» **Given passage**:
..........

Oberwachtmeister (OWm) (ge: for senior master-sentinel; senior watch-master) is in Austria and Switzerland a military rank of non-commissioned officers (NCO). The Dutch variant (opperwachtmeester) used in cavalry, artillery and marechaussee branches of the Dutch armed forces. Besides Austria and Switzerland today, the rank was also used for example in Germany and Russia.

== Austria ==

Oberwachtmeister is in the Austrian Bundesheer the second lowest NCO-rank (assignment group M BUO 2 / professional NCO; respectively M ZUO 2 / longer-serving volunteer). The Oberwachtmeister will be normally deployed as leader (Austrian: Kommandant) of a squad (8 to 13 soldiers).

During United Nations missions and in NATO Partnership for Peace the rank Oberwachtmeister will be designated in English with Master sergeant.

..........

» **Dataset records**:
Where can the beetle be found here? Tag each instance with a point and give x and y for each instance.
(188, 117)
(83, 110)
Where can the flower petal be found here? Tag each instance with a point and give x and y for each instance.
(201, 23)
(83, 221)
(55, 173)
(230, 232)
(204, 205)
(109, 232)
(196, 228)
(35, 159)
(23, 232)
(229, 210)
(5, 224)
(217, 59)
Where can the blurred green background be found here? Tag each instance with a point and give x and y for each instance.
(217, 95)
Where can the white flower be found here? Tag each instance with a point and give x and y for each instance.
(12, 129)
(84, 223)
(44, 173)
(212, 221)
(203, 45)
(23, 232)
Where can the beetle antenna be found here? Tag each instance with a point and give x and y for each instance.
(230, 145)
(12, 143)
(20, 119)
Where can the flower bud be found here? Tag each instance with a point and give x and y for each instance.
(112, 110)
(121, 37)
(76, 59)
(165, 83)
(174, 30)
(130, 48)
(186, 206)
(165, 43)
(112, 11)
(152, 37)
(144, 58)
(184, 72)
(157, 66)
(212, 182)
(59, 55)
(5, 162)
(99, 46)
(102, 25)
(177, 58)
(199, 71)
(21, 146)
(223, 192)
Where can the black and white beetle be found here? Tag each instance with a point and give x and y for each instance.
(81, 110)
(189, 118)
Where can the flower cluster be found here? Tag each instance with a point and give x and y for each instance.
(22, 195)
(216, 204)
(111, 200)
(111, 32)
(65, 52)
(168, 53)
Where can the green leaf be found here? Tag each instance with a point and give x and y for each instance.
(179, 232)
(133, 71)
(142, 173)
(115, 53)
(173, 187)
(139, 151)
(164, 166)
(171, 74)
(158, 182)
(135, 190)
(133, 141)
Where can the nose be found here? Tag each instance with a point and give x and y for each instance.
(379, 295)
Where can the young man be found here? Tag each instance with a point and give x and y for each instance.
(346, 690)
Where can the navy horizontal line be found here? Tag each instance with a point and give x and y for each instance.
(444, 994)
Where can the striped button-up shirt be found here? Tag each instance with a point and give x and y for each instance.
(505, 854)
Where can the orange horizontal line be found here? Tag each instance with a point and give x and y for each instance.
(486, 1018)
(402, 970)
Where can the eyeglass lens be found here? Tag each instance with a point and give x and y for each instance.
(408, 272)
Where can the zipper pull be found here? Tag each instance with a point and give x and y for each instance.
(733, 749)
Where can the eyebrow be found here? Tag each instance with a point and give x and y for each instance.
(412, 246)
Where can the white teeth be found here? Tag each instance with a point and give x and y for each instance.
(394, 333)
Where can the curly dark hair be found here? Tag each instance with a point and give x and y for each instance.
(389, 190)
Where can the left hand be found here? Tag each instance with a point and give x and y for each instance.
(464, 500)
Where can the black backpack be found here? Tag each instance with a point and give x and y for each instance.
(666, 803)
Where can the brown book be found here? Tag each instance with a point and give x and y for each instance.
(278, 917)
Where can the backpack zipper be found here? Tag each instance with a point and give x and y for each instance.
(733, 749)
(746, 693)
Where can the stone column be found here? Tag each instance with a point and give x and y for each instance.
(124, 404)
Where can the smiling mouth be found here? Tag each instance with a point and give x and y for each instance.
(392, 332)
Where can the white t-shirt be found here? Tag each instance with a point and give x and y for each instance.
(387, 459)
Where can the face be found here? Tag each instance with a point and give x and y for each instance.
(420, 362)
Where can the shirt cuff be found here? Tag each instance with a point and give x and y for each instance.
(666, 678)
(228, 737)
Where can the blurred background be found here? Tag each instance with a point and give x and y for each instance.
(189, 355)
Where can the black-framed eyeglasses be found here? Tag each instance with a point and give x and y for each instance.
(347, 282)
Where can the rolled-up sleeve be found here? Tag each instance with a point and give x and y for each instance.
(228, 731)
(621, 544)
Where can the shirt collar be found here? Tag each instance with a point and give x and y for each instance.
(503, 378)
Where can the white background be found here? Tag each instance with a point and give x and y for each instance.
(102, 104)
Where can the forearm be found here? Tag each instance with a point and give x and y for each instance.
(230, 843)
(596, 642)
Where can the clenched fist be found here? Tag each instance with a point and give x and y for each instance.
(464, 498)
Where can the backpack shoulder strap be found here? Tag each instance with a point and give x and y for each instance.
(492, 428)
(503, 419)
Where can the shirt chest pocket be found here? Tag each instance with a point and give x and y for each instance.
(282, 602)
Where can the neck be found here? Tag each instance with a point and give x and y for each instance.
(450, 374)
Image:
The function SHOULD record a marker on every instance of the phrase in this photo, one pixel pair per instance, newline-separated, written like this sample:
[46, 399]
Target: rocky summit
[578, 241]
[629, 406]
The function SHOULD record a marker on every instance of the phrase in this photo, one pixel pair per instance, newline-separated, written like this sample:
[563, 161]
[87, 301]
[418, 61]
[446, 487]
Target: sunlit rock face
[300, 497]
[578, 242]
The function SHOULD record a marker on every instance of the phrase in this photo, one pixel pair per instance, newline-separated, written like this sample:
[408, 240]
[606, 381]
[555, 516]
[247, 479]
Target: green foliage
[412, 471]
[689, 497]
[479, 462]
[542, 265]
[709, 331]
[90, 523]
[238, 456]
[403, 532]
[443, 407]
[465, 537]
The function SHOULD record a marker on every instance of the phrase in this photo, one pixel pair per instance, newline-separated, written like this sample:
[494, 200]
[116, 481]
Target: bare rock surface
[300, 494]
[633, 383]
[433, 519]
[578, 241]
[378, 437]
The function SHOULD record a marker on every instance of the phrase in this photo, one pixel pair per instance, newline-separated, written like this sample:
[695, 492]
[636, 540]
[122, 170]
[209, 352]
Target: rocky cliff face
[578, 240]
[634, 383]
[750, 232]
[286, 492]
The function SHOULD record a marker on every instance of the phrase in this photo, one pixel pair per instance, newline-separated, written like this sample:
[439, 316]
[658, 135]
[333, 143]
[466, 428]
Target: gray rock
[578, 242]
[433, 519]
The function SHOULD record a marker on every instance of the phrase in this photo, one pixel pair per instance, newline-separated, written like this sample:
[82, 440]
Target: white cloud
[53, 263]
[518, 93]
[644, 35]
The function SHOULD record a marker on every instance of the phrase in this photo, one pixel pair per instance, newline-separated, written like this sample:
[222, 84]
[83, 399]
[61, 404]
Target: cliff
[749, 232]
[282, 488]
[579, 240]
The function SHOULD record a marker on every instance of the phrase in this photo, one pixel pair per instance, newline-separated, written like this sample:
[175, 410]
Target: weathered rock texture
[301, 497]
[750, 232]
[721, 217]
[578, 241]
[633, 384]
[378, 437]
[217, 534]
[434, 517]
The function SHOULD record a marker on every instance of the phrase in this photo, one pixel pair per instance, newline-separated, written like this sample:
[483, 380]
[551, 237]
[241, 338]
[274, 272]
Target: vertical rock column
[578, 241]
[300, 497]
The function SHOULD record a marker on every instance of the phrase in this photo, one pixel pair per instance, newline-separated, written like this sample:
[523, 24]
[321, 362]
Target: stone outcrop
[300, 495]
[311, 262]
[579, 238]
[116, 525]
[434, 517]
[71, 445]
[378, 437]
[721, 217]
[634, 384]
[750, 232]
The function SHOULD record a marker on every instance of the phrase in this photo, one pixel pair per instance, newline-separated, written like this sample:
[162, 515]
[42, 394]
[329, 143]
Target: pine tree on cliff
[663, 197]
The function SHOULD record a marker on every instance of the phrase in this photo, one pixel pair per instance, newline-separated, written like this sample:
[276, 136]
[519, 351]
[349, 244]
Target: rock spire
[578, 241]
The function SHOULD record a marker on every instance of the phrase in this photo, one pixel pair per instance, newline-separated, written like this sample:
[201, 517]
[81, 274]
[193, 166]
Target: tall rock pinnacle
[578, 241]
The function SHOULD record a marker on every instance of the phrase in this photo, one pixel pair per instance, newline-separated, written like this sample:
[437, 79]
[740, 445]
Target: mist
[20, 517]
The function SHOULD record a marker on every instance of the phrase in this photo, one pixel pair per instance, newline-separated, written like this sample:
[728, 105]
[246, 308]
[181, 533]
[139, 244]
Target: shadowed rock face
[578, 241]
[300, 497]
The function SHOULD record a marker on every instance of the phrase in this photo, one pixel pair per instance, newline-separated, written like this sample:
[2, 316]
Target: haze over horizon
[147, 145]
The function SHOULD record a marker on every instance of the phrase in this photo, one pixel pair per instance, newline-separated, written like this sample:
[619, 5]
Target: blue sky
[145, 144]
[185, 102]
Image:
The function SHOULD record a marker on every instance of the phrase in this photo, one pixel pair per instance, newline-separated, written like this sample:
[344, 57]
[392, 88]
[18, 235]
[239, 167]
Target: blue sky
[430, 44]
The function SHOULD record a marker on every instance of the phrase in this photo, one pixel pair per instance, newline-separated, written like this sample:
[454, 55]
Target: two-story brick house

..........

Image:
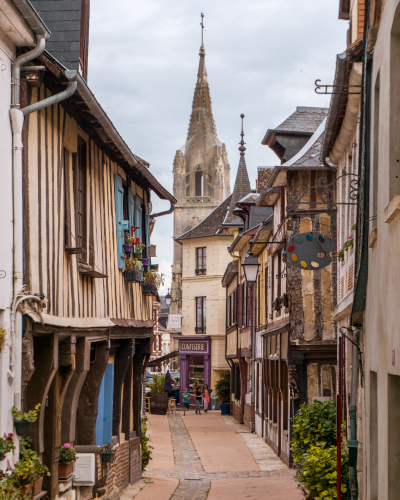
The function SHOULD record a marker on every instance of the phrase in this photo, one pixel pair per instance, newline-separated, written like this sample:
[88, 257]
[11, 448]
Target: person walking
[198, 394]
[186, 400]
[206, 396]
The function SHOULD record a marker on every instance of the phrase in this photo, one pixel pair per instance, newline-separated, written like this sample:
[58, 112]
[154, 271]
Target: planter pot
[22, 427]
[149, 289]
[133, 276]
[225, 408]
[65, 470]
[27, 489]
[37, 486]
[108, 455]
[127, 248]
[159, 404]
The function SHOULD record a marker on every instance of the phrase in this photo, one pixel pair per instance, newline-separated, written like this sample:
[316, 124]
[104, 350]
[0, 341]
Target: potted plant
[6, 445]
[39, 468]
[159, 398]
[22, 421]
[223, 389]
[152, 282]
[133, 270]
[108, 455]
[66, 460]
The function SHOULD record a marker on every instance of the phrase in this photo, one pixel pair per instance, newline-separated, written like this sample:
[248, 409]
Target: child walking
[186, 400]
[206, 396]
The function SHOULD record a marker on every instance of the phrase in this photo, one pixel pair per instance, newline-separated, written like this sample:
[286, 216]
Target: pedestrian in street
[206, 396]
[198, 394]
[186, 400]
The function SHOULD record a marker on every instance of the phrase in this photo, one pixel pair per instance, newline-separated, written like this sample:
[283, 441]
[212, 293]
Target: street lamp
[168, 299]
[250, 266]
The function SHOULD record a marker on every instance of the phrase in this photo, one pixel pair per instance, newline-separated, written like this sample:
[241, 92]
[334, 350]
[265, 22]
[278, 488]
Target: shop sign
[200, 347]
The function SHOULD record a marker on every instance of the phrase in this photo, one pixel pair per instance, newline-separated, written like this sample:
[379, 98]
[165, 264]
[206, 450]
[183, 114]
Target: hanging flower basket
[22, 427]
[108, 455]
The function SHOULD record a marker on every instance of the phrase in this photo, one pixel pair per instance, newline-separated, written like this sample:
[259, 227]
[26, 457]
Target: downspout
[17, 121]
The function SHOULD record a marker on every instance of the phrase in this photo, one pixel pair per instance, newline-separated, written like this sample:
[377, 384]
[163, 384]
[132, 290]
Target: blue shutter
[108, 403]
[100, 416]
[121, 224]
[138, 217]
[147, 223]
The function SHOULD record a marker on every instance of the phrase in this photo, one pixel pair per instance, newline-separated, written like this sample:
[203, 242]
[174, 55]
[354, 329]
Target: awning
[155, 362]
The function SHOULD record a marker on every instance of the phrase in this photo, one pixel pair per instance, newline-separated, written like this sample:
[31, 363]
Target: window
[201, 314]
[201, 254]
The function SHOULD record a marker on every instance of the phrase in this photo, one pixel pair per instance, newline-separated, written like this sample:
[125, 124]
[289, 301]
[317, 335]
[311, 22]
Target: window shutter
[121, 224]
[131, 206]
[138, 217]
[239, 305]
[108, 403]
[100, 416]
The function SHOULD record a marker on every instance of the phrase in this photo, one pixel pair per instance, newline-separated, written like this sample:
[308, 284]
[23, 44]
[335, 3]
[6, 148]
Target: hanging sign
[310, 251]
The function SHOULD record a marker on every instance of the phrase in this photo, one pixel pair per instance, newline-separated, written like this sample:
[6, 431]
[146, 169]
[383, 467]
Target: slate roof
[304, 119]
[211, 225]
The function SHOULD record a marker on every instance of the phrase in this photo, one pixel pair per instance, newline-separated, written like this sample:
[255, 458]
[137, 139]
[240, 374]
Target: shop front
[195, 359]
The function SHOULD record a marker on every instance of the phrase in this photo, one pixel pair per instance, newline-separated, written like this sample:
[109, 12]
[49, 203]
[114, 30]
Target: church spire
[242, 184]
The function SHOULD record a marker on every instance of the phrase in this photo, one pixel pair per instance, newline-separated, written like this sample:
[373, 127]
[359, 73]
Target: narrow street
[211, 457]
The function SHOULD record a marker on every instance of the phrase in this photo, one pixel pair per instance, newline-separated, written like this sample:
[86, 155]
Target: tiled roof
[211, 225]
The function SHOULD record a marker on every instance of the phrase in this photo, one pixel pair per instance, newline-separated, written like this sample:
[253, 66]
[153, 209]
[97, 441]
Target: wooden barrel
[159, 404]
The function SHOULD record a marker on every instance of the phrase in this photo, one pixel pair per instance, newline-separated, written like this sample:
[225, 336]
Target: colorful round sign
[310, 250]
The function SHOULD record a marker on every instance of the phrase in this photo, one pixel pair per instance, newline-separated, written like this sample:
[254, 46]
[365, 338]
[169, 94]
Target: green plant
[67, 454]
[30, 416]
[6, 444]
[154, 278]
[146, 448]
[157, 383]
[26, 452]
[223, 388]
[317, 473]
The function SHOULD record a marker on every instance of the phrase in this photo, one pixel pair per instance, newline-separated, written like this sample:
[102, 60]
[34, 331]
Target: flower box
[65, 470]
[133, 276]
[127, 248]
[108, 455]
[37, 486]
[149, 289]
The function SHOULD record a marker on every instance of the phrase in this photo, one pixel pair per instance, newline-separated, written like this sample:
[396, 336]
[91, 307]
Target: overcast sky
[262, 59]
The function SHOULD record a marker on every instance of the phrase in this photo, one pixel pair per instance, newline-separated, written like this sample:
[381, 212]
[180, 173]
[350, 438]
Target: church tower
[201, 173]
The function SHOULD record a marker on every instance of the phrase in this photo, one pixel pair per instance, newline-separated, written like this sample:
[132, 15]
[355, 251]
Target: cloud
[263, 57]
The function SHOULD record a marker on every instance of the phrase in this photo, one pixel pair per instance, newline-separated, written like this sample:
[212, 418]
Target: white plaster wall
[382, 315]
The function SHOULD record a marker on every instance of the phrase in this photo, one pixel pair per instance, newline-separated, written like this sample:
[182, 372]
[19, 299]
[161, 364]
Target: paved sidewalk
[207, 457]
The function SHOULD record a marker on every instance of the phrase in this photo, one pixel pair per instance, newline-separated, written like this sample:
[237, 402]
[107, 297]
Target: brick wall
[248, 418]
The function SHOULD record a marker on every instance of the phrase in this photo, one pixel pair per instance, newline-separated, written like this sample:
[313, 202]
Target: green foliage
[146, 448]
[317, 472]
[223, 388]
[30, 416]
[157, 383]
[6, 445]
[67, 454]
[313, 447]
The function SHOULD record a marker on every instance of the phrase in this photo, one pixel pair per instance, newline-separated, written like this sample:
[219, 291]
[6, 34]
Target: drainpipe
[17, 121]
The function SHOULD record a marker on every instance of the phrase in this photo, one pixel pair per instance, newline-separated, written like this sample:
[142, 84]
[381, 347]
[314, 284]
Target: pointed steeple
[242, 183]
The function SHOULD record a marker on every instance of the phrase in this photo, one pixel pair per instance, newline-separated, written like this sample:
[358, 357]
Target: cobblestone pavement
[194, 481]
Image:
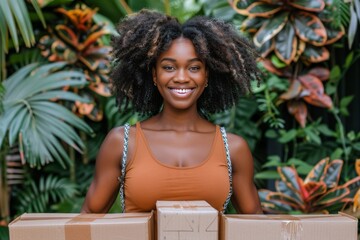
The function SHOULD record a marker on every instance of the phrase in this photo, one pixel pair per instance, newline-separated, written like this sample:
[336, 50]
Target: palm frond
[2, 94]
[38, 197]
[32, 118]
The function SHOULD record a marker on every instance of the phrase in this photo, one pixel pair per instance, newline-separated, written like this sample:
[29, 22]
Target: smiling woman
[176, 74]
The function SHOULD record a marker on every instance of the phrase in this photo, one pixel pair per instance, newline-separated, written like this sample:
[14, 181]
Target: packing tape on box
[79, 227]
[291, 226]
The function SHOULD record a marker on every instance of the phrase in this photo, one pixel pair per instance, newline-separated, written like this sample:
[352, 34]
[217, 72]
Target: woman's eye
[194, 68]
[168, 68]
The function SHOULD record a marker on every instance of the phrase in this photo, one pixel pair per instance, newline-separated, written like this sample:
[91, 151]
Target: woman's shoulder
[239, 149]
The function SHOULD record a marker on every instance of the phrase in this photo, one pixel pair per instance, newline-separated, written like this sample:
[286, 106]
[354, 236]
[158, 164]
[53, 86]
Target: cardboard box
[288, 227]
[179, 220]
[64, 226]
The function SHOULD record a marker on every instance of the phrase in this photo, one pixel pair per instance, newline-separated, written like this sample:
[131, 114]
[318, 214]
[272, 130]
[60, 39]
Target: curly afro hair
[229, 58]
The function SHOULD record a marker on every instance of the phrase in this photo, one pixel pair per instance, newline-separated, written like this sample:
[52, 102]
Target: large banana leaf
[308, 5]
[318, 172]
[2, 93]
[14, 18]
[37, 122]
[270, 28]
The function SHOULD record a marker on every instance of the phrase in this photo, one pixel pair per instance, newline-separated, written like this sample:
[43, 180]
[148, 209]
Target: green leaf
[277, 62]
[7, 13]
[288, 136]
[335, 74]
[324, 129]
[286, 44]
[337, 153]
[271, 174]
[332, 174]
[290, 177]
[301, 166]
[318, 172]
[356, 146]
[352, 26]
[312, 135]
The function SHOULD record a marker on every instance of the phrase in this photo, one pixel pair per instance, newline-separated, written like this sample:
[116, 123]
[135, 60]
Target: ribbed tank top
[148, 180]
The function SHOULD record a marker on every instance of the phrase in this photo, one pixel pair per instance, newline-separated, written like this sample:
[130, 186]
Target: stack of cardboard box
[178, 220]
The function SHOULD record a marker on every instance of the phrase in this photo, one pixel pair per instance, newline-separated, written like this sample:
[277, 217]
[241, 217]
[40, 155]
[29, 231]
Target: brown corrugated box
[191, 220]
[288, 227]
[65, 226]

..........

In the military rank text, rewrite the part starting with "Oberwachtmeister (OWm) (ge: for" and going on through "to 13 soldiers).", swapping "Oberwachtmeister" for "Senior Watch-Master".

Senior Watch-Master (OWm) (ge: for senior master-sentinel; senior watch-master) is in Austria and Switzerland a military rank of non-commissioned officers (NCO). The Dutch variant (opperwachtmeester) used in cavalry, artillery and marechaussee branches of the Dutch armed forces. Besides Austria and Switzerland today, the rank was also used for example in Germany and Russia.

== Austria ==

Senior Watch-Master is in the Austrian Bundesheer the second lowest NCO-rank (assignment group M BUO 2 / professional NCO; respectively M ZUO 2 / longer-serving volunteer). The Senior Watch-Master will be normally deployed as leader (Austrian: Kommandant) of a squad (8 to 13 soldiers).